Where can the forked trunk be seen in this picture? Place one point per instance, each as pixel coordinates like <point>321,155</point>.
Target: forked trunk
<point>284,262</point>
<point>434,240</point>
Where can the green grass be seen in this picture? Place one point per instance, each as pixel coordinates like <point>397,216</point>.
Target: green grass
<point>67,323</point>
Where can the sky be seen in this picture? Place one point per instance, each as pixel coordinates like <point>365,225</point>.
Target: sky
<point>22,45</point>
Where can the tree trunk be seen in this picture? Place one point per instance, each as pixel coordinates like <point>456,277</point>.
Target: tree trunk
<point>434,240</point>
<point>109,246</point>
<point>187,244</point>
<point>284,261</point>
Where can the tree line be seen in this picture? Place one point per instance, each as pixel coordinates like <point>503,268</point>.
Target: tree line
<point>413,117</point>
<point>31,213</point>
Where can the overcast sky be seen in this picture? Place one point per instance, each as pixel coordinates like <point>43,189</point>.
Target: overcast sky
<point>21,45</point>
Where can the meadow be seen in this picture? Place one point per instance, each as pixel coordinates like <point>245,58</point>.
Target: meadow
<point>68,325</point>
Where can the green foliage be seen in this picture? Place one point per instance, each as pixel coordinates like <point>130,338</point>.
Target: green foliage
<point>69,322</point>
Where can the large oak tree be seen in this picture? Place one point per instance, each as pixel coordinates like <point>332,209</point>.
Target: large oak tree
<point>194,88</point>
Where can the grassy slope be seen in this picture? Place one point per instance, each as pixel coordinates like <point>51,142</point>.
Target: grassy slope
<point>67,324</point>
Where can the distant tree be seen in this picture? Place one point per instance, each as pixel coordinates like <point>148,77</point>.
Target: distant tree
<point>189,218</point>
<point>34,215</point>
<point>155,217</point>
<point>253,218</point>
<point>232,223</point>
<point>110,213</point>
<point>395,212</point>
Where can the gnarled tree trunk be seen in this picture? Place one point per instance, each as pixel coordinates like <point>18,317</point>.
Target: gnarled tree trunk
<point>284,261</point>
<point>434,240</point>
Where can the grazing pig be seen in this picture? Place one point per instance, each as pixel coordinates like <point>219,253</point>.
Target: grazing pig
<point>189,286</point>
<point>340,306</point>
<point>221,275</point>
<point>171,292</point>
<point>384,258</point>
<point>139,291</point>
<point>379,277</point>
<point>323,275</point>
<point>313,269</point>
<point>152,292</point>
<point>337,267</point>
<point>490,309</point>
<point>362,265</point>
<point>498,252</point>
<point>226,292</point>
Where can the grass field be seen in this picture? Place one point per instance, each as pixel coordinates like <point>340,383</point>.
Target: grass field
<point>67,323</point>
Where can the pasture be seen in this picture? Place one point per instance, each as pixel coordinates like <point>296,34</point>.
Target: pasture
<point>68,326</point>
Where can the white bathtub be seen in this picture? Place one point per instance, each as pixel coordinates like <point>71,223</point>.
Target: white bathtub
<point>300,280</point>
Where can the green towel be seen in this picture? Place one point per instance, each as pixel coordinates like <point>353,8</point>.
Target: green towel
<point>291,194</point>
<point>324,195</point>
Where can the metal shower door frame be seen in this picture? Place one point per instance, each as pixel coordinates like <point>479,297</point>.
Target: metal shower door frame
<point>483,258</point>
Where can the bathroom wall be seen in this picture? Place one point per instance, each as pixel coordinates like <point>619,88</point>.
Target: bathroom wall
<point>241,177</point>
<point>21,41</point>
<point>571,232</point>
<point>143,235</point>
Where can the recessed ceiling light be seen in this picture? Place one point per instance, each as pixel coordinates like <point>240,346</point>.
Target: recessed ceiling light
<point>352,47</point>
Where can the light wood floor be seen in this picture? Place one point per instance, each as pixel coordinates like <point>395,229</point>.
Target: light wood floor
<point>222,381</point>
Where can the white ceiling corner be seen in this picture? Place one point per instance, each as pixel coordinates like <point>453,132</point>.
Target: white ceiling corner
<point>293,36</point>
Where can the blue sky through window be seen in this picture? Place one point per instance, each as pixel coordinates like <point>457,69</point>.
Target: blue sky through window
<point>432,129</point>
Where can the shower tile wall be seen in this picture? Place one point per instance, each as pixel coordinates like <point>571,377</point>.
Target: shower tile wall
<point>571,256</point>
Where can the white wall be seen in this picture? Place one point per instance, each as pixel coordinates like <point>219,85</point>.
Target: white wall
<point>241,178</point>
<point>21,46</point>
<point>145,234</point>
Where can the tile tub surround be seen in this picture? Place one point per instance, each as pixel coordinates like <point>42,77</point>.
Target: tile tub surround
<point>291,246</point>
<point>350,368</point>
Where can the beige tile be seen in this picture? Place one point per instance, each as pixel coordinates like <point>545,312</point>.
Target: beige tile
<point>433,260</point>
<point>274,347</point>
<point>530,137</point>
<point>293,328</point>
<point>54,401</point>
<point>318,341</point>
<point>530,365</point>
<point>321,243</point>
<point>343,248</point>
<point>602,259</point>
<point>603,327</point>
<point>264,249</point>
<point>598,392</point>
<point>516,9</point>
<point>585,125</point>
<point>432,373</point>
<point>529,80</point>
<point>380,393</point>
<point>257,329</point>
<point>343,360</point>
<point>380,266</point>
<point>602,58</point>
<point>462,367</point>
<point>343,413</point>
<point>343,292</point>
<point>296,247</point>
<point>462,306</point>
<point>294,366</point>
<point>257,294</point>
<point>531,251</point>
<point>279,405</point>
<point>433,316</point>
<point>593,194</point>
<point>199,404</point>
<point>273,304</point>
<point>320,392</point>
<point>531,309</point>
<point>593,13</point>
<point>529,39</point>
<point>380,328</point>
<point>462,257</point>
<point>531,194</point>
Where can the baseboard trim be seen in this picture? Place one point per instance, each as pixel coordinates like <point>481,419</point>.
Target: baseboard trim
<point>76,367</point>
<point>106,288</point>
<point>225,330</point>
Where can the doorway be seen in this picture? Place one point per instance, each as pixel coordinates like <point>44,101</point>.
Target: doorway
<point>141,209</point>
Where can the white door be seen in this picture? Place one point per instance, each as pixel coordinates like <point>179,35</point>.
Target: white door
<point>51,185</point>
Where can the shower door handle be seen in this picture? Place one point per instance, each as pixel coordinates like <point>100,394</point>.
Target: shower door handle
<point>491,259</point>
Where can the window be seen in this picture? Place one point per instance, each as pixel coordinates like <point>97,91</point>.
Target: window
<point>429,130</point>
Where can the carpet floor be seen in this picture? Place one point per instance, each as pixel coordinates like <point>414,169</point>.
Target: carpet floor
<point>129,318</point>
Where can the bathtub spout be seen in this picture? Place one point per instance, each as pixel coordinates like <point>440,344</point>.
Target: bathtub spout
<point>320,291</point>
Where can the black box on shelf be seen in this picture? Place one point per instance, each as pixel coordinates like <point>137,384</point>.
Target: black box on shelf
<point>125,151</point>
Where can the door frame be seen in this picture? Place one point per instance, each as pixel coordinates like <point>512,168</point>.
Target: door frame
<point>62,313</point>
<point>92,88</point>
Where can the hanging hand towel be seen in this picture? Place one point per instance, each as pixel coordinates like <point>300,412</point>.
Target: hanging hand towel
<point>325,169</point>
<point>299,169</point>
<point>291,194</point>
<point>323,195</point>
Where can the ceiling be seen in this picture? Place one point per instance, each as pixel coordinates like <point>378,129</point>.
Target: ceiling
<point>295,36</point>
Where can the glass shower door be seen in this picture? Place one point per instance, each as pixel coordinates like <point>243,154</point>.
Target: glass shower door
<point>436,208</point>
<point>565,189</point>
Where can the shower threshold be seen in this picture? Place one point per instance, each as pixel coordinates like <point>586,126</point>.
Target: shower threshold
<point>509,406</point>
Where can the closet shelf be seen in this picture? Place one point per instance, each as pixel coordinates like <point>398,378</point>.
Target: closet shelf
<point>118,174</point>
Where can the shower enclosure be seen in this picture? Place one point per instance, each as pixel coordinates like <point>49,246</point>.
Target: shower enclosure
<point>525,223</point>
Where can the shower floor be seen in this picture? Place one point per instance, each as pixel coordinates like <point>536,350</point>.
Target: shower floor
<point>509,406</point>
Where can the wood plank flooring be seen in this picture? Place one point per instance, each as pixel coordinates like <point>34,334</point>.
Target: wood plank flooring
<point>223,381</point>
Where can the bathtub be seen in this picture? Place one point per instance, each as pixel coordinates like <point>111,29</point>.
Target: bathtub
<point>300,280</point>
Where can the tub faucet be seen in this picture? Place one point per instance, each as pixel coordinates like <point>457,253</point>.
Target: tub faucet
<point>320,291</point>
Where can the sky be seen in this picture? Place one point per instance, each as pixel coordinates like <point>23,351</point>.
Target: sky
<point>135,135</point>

------------------------

Render the records as a JSON list of strings, starting at the line that contains "Where can the light" and ending at the line that contains "<point>350,368</point>", with one string per line and blank lines omitted.

-- Final result --
[
  "Where can the light wood floor be seen in this picture? Place one point per instance, each as pixel coordinates like <point>395,229</point>.",
  "Target: light wood floor",
  "<point>222,381</point>",
  "Where can the white ceiling corner be seen in this picture? Place one point per instance, each as pixel coordinates like <point>453,132</point>.",
  "Target: white ceiling corner",
  "<point>293,36</point>",
  "Where can the blue sky through window be seen in this picture? Place one point per instance, each as pixel coordinates like <point>457,69</point>.",
  "Target: blue sky through window",
  "<point>432,129</point>",
  "Where can the shower tile wall be seen in this picture? Place one point per instance, each as pixel coordinates like <point>571,377</point>.",
  "Target: shower tile wall",
  "<point>571,256</point>",
  "Where can the white wall be seen in this picture? Place one point per instance, each as pixel coordinates like <point>219,85</point>.",
  "Target: white wall",
  "<point>241,178</point>",
  "<point>21,46</point>",
  "<point>145,234</point>",
  "Where can the tile tub surround be seen in this picture? Place one point per instance, each as pixel coordinates like <point>42,77</point>.",
  "Target: tile tub surround",
  "<point>291,246</point>",
  "<point>350,368</point>"
]